§ **EXERCISE**
Pull out every line in the rows below that contains the string "outline".

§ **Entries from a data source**
§ §
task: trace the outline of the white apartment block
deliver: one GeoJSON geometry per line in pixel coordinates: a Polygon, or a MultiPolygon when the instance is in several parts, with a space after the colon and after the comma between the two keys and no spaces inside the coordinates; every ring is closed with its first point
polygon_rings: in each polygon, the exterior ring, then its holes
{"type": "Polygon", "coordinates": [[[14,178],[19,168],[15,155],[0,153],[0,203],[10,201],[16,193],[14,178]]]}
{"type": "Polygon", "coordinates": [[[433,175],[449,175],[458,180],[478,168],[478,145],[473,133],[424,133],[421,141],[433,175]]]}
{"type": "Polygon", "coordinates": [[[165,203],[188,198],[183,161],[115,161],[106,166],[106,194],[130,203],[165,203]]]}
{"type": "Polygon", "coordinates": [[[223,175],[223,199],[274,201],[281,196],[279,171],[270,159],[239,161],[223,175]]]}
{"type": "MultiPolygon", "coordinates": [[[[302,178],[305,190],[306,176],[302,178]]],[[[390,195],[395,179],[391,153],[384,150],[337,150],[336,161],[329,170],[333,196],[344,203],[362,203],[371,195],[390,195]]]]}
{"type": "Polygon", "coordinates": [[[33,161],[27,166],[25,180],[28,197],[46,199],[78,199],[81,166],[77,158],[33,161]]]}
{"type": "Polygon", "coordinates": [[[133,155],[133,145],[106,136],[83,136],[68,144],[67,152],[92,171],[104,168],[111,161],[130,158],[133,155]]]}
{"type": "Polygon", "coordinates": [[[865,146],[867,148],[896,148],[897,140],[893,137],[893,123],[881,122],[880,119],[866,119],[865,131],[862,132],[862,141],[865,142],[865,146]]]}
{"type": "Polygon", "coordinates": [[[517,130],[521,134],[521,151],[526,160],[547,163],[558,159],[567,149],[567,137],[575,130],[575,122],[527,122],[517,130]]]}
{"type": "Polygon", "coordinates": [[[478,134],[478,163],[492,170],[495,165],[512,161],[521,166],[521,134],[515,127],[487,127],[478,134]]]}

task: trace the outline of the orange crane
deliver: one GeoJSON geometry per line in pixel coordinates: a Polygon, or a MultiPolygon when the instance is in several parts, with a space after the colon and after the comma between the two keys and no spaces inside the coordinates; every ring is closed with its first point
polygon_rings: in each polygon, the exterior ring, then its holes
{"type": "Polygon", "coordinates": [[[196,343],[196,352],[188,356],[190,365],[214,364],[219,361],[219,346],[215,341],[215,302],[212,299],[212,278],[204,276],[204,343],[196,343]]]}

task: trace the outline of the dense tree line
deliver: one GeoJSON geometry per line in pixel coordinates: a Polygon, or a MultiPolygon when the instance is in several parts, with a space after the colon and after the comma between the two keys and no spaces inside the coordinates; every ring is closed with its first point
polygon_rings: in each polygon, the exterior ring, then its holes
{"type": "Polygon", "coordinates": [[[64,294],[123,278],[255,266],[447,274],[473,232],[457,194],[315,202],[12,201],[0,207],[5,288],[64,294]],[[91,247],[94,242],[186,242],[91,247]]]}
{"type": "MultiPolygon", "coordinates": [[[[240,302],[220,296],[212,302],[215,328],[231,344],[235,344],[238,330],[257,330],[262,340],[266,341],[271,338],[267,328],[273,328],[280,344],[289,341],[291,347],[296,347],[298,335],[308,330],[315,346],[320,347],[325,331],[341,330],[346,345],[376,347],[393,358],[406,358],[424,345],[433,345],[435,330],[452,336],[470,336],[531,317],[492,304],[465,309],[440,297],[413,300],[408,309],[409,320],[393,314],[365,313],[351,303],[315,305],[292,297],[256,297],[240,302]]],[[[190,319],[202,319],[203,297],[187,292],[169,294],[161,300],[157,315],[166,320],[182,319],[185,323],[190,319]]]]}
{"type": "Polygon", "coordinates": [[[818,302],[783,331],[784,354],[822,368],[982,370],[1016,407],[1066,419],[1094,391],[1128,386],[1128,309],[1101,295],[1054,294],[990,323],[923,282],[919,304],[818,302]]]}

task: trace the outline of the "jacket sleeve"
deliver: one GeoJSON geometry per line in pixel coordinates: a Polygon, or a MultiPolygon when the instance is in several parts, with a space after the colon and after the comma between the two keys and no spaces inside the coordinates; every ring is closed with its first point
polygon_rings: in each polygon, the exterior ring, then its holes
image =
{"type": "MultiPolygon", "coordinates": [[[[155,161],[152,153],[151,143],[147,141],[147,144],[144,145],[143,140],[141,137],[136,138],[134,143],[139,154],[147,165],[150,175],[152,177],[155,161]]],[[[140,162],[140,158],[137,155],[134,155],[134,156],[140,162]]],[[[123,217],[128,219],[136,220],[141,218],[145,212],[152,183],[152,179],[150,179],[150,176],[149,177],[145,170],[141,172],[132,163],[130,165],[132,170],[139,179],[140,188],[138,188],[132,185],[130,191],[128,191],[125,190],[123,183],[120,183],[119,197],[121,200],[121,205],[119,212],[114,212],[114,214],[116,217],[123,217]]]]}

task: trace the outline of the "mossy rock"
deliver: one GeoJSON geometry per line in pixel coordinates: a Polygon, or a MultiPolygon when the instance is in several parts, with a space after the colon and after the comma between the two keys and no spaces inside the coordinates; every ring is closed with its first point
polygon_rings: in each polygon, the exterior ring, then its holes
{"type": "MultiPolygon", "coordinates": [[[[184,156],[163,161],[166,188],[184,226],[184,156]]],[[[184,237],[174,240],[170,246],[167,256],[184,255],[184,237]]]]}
§ §
§ **COMPLETED TASK**
task: trace the outline of the white apartment block
task: trace the outline of the orange crane
task: trace the outline of the dense tree line
task: trace the outline of the "jacket sleeve"
task: trace the outline of the "mossy rock"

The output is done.